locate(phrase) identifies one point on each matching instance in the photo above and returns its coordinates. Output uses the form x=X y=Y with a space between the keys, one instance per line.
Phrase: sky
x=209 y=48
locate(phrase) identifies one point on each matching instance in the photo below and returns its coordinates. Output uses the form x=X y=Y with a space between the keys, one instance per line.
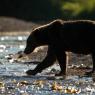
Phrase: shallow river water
x=14 y=81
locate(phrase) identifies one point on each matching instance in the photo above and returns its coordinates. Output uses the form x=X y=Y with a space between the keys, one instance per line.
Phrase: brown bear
x=61 y=37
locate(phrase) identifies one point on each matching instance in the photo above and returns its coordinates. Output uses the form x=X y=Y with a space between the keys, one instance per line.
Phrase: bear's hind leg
x=48 y=61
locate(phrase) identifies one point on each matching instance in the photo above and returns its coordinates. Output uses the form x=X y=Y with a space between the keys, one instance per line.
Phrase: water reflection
x=14 y=81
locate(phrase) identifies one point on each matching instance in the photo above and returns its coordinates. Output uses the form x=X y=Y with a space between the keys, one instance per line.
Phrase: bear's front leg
x=61 y=57
x=48 y=61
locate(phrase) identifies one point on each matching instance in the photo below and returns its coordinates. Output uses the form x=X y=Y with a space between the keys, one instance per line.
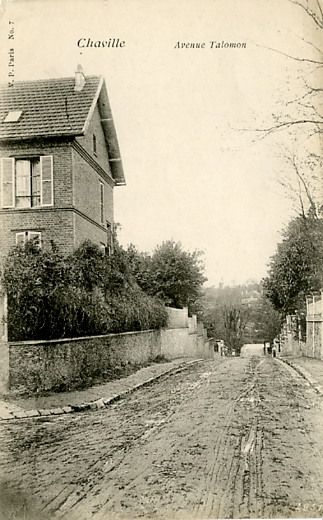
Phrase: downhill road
x=230 y=438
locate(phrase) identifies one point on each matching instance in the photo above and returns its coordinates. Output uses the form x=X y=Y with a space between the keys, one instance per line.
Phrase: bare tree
x=301 y=118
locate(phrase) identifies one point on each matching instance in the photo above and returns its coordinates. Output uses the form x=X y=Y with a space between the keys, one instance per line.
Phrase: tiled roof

▶ **Instructions for the task**
Repeat all of the records above word for word, leaving out the pictures.

▶ **Finished answer**
locate(phrase) identifies one point on each matching instance in the photo above and returns its coordinates. Output uses the form x=X y=Y with a space between the keys, one instance per line.
Phrase: sky
x=209 y=48
locate(phrase) identifies one point on each matching instance in the photo below and returns its coordinates. Output uses the form x=X y=Y with a space between the keys, one instance per line.
Phrase: shallow river water
x=14 y=81
locate(phrase) identifies one point on each matching instance in the photo above and returns its coordinates. Output uses the form x=X y=Y with a space between the keys, one instance per line.
Phrase: brown bear
x=61 y=37
locate(phrase) identifies one point on each matching instance in the photo above and returns its coordinates. Output uses the form x=X y=Y with a space between the keys, one instance per line.
Phrase: bear's hind leg
x=48 y=61
locate(phrase) identifies one point on each matching instance in the photo above and returns its coordinates. Output uses the form x=X y=Y with a space between the keys, one instance per line.
Phrase: water reflection
x=14 y=81
locate(phrase) identifies one point on each matching instance in the photo above and returns its coordinates. Output uses the form x=X y=Y with a space between the keys, one instance per line.
Phrase: bear's front leg
x=61 y=57
x=48 y=61
locate(phrase) identifies one point on each matching instance in the photo below and returns its coordinates. Output uses the form x=X y=Y with a space between the keys, one instance per line.
Phrase: downhill road
x=230 y=438
locate(phrase) identifies one point on each matching instance in the photo above and returns its coordinates. Output uses the form x=X y=Y with a space between the keys, one instance per line.
Phrase: bare tree
x=301 y=118
locate(phrase) identifies one point on each matching instance in the photo above and returns its coordinates. Output uses the form x=X y=Y with a space between the keys, one instance per line.
Phrase: tiled roof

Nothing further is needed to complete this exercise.